**TO DO:**
Return all the entries exactly, keeping pictures out.

**MATERIAL:**
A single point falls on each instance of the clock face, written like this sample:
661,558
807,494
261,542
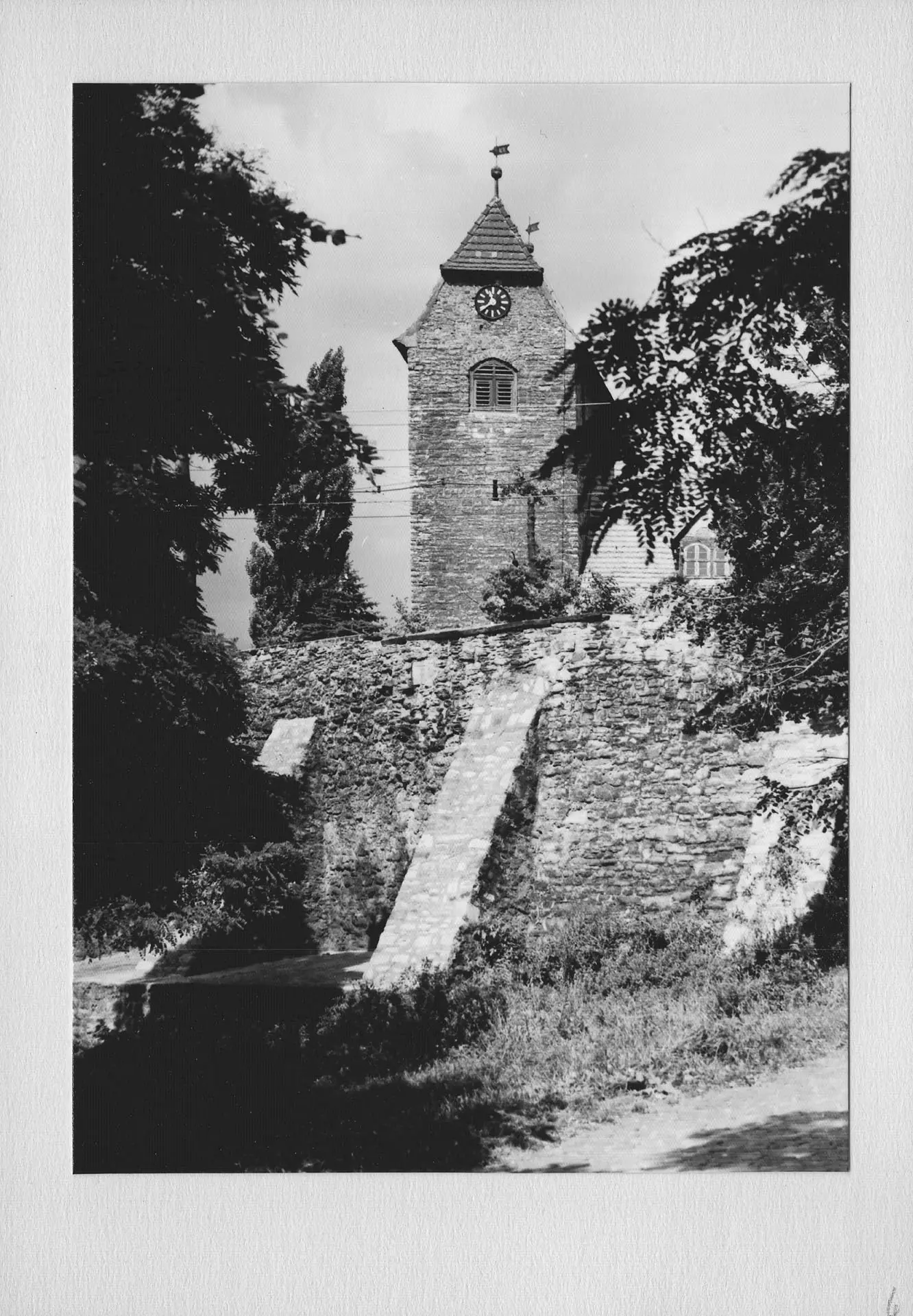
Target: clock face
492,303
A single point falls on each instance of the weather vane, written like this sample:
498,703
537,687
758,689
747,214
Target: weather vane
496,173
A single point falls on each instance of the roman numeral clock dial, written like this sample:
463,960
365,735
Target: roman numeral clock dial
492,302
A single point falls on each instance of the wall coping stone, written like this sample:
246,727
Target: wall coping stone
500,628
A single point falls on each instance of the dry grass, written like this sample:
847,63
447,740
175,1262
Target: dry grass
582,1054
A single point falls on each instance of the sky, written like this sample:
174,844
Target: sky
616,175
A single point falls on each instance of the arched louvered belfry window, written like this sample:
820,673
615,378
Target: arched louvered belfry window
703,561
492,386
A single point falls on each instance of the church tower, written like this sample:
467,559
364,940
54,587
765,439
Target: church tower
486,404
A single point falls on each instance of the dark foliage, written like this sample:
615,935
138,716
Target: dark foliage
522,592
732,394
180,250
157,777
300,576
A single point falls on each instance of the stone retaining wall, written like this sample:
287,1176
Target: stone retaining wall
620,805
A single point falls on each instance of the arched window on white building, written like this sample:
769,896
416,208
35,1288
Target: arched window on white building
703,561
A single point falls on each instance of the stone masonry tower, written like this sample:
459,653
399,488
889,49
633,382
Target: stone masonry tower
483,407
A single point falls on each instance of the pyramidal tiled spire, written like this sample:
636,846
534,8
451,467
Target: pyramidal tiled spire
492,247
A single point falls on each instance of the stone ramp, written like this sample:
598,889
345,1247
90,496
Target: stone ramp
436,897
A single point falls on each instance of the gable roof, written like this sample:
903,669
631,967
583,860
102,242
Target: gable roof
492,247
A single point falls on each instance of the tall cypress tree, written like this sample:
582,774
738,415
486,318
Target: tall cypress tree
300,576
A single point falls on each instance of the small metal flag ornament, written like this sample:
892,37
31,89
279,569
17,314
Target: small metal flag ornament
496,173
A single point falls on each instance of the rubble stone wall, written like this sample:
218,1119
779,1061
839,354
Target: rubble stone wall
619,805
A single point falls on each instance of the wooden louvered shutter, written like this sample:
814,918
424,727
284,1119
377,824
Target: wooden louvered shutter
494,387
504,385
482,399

**PROBLEM SOLUTION:**
A single point falls on each instance of the clock face, written like this sample:
661,558
807,494
261,542
Target: clock face
492,303
A single point falls on each instance of the weather vane, written like this sample:
498,703
537,687
758,689
747,214
Target: weather vane
496,173
A single point falls on each instance of the roman numeral clock dial, written like this sample:
463,960
365,735
Target: roman numeral clock dial
492,302
A single point falls on each instance of the wall coping stone, written like this sample:
246,727
Target: wall coping stone
500,628
A single point falls on each instance of the dry grass, written like this sample:
847,63
447,740
175,1262
Target: dry grass
582,1054
A single point falls on each instance of the sky, written like this sample:
174,844
Target: sky
616,175
A single point falls on each instance of the arched louvered belfry window, written like this sample:
820,673
615,378
Target: arched louvered belfry window
703,561
492,386
A single point falls on each instance of the church tower, written like this sample:
467,559
364,940
54,587
765,439
Target: church tower
486,404
A single point falls on each instance of the dark foliage, written like this sample:
615,935
138,716
Target: dark foliage
522,592
732,394
180,250
157,777
300,576
A single point falls on each instance of the stone retaining wall, written like this sample:
287,1176
Target: stone retaining wall
620,805
A single point falls on each instance of the arched window on white building, written like this sample:
769,896
416,208
35,1288
Target: arched window on white building
703,561
A single point falls on each instance of the stone masonry tower, written like this sample:
459,653
399,488
889,49
633,382
Target: stone masonry tower
483,407
A single point falls on each instance of the pyramidal tiled spire, written like this sample:
636,846
534,8
451,467
Target: pyramidal tiled spire
492,247
A single point falls on each instance of the stone ramp, written like this sample:
598,889
345,1247
90,496
Target: stone ramp
436,897
A single point falls on each instance of the gable roof, written like this sample:
903,669
631,967
583,860
102,242
Target: gable roof
492,247
A single point falls on each instance of the tall cypress tree, written like this sample:
582,774
738,415
486,318
Target: tall cypress tree
300,576
A single point falls on each instance of the small metal flag ornament, written like this sample:
892,37
31,89
279,569
17,314
Target: small metal flag ornament
496,173
A single point falls on each instance of the rubble stone wall, written like this sample:
218,1119
779,1061
839,354
Target: rubble stone wall
619,805
A single point falls on each instance of the wooden louvered shutter, written like this sample:
814,918
424,727
284,1119
377,824
Target: wooden louvered shutter
494,387
504,385
482,399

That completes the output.